### Quoted passage
· · · · ·

People are ruled by inertia. If a person is on a stagnant or unhelpful path, they'll stay that way until an outside force causes them to have a revelation.

In my case, I've been trying to make myself more vulnerable and try different things. Not really working out as I hoped, but I'll survive, and try again soon as I work up the courage. At heart, I am one of those people who are afraid of being vulnerable and conscientious of others' feelings . But I'm always open to someone showing me something that'll change my life, on the caveat that I recognize that person as an expert in the field he's trying to change my life.
 
I am still incapable of rewriting my thought patterns such that I have no expectations of people. So much grief that could be avoided, if only wetware wasn't consciously read-only.
 
I am still incapable of rewriting my thought patterns such that I have no expectations of people. So much grief that could be avoided, if only wetware wasn't consciously read-only.

Wetware is EPROM, you just need the right equipment.
 
Rant: That time of the year, had to stow away my motorbike for winter storage.

So hello old friend public transportation. Yes I know you're green and wonderful, but man are you boring.
 
The motorbike isn't green… unless you paint it.
 
It's greenish. But public transportation is greener. Travel by longship is greenest though.
 
It's greenish. But public transportation is greener. Travel by longship is greenest though.

Longships were generally made by wanton strip cutting of forest. To be really green you have to swim it instead.
 
Dammit. Perhaps I can build a recyclable longship.
 
No, see, it's fine; wood is biodegradable, and we all know that means it's green.
 
If I only use Oil Palm wood for my longship I'll even be doing the world a favour, right?
 
It's greenish. But public transportation is greener. Travel by longship is greenest though.
Hmmm, it's not really green green. What about all the carbon emissions from burning villages and the methane from decomposing dead enemies' bodies?
So is Plutonium if you have enough time.
All isotopes?
 
Yeah. There are no stable isotopes, so if you wait long enough there won't be any Plutonium.
 
Hmmm, it's not really green green. What about all the carbon emissions from burning villages and the methane from decomposing dead enemies' bodies?

It's okay, it's balanced in the long run by the fact that said villages won't be emitting any more. Also, the economic disruption caused by pillaging further reduces emissions on a region-wide basis.

· · · · ·

### Entries shown
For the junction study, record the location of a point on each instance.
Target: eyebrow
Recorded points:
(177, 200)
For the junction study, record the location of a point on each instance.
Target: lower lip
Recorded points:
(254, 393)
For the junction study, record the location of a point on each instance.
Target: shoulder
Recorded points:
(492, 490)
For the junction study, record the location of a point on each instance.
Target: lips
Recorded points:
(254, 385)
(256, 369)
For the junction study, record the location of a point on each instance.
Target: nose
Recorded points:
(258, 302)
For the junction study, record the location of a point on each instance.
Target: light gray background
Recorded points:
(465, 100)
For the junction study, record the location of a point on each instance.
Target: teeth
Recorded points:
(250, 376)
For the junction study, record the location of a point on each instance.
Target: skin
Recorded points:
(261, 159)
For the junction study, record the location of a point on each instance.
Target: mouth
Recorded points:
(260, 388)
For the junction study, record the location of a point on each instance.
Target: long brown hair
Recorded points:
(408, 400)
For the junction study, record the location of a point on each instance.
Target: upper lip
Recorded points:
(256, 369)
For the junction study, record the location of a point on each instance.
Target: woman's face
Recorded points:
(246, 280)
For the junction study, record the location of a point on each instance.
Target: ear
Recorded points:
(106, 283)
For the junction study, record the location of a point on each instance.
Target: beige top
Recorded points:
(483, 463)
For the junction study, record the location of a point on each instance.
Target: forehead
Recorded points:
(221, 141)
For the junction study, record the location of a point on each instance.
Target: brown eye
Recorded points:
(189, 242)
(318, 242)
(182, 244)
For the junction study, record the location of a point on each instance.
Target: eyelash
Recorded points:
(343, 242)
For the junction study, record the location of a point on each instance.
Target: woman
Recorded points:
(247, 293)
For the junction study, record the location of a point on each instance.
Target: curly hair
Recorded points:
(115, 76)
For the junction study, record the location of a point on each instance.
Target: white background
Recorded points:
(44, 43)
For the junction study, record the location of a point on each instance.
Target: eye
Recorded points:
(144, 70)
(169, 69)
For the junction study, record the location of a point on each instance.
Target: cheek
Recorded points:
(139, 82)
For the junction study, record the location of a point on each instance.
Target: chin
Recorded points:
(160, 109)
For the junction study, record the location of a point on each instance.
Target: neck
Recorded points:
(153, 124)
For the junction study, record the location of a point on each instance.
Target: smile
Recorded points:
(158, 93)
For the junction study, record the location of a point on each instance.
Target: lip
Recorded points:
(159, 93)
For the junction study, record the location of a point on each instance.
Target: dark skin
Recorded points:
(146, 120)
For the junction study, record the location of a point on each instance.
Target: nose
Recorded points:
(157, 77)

· · · · ·

### Explore the material
• a. In the forum thread, what did the writer have to stow away for winter storage?
• b. Explain why, according to the forum thread, there will eventually be no Plutonium.

### Expected outputs
• a. The writer's motorbike.

• b. Plutonium has no stable isotopes. Because of that, if you wait long enough, none of it will be left.